§ **GOAL OF THE EXERCISE**:
Only the lines from the line holding "target | building roofline" to the last line should be output, each exactly as given.

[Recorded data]
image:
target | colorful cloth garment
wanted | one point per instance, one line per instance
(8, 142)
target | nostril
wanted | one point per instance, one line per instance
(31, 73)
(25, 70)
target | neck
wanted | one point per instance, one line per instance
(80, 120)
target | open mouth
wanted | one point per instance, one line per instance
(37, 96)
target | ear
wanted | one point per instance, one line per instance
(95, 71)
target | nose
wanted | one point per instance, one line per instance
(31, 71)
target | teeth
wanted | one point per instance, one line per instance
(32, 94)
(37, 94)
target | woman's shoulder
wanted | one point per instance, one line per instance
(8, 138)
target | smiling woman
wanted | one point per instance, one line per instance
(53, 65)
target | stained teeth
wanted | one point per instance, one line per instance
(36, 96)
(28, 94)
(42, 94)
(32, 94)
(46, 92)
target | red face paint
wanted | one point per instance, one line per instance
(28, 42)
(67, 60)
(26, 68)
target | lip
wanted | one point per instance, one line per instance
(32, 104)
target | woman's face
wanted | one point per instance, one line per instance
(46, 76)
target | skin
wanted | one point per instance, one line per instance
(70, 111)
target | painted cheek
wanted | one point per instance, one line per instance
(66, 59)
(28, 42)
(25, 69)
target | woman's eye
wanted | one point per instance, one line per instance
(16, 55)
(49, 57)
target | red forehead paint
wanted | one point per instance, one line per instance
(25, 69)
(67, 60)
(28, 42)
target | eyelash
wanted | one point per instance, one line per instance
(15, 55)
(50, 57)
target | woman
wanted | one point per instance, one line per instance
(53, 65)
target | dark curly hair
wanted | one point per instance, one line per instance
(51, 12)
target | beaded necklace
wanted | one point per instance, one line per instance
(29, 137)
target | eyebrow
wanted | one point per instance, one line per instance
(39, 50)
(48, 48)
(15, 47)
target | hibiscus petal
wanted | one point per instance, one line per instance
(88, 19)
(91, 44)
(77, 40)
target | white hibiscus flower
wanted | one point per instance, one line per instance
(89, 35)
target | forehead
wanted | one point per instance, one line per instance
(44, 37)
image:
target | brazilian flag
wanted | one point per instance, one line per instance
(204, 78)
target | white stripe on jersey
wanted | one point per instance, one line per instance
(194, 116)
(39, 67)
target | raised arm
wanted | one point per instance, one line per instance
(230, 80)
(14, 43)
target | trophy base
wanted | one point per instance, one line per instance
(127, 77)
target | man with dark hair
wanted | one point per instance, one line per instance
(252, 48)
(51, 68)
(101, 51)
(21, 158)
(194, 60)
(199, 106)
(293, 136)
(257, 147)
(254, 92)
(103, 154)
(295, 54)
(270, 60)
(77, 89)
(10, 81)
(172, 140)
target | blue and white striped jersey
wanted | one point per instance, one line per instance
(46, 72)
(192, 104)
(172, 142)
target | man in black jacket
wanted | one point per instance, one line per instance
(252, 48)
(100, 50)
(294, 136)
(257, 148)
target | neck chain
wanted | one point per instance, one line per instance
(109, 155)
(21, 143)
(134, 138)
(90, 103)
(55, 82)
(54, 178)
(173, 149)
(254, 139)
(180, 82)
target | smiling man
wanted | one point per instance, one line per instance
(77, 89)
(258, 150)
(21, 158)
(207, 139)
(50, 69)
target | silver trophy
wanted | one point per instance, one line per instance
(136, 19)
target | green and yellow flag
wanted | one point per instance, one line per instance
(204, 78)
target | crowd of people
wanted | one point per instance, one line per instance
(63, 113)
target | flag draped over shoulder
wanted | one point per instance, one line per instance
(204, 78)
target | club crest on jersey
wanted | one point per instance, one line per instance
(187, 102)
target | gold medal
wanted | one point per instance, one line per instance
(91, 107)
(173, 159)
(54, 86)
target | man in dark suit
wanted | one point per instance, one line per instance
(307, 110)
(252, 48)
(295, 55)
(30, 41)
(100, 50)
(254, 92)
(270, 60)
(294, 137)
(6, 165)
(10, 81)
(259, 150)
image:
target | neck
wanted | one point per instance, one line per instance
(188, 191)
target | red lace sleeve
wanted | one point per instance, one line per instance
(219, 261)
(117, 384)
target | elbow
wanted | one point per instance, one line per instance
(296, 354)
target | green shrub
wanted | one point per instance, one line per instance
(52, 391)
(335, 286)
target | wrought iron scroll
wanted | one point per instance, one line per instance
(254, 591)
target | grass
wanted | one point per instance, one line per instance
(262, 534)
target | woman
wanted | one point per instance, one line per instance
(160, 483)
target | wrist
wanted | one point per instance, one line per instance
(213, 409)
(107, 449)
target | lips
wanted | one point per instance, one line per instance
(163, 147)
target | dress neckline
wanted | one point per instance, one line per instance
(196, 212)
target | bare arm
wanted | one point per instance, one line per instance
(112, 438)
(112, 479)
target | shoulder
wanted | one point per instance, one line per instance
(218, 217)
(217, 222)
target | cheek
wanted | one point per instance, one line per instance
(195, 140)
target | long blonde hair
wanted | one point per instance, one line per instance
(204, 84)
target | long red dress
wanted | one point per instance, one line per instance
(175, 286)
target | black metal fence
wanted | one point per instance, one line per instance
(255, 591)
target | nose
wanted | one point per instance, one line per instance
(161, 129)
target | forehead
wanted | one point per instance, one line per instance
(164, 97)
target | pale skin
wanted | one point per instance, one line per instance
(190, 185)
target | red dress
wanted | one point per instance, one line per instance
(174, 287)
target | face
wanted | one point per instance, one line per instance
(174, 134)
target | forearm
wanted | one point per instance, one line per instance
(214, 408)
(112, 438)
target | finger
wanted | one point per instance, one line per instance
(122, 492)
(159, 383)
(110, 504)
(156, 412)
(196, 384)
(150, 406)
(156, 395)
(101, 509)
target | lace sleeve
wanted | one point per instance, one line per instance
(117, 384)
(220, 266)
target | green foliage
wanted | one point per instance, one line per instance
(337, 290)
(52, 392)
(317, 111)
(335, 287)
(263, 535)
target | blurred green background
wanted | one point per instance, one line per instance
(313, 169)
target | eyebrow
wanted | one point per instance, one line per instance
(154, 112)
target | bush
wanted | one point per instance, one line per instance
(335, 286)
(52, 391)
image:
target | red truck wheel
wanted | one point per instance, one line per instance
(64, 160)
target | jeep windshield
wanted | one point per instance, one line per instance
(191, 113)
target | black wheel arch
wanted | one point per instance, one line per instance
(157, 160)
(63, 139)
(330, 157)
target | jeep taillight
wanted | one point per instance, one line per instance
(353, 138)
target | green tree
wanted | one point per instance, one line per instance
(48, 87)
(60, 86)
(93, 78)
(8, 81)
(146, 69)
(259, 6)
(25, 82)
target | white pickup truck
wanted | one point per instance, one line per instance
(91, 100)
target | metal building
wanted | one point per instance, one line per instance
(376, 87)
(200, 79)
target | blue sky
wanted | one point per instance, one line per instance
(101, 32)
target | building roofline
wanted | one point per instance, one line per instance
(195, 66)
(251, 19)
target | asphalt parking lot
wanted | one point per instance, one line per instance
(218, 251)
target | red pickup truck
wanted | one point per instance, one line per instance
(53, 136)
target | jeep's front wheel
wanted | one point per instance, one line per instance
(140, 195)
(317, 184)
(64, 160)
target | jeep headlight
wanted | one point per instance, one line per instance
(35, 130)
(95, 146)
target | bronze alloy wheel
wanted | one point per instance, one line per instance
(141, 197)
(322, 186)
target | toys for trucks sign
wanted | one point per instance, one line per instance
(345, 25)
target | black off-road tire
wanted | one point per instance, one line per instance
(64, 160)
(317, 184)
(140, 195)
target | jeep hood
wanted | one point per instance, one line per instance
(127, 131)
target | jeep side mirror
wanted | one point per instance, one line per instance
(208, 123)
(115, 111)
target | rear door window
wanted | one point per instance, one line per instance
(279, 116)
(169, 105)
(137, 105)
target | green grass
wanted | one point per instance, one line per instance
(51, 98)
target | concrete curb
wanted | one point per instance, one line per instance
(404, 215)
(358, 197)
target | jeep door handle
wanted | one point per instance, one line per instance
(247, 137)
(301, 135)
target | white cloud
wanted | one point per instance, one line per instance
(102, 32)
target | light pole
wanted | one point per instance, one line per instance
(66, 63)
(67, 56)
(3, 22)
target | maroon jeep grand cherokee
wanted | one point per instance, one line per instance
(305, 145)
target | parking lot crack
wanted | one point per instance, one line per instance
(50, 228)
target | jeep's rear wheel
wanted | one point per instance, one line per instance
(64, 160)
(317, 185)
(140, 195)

§ **WRITTEN REPLY**:
target | building roofline
wanted | one point per instance, one line per instance
(195, 66)
(251, 19)
target | asphalt parking lot
wanted | one point per instance, one line per instance
(218, 251)
target | red pickup truck
wanted | one point per instance, one line per instance
(53, 136)
target | jeep's front wheel
wanted | one point per instance, one line per instance
(140, 195)
(317, 184)
(64, 160)
target | jeep headlight
wanted | one point per instance, one line per instance
(35, 130)
(95, 146)
target | bronze alloy wheel
wanted | one point per instance, one line per instance
(141, 197)
(322, 186)
target | toys for trucks sign
wanted | one point per instance, one line per instance
(345, 25)
target | black off-road tire
wanted | one point per instance, one line per instance
(64, 160)
(317, 184)
(140, 195)
target | jeep hood
wanted | one point per instance, one line per instance
(127, 131)
target | jeep side mirror
wanted | one point per instance, one line per instance
(208, 123)
(115, 111)
target | rear door window
wanted | one point per instance, one line per instance
(279, 116)
(169, 105)
(137, 105)
target | green grass
wanted | one point per instance, one line per instance
(51, 98)
target | concrete curb
wanted | one point per instance, one line per instance
(404, 215)
(358, 197)
target | jeep door handle
wanted | one point per instance, one line per instance
(247, 137)
(301, 135)
target | white cloud
wanted | one point per instance, one line per instance
(102, 32)
target | light pole
wanted | one point per instance, one line per instance
(66, 63)
(67, 56)
(3, 22)
target | maroon jeep grand cherokee
wanted | one point per instance, one line per instance
(305, 145)
target | parking lot crack
wanted | one point per instance, one line per instance
(50, 228)
target | jeep's rear wheel
wanted | one point per instance, one line per instance
(64, 160)
(317, 185)
(140, 195)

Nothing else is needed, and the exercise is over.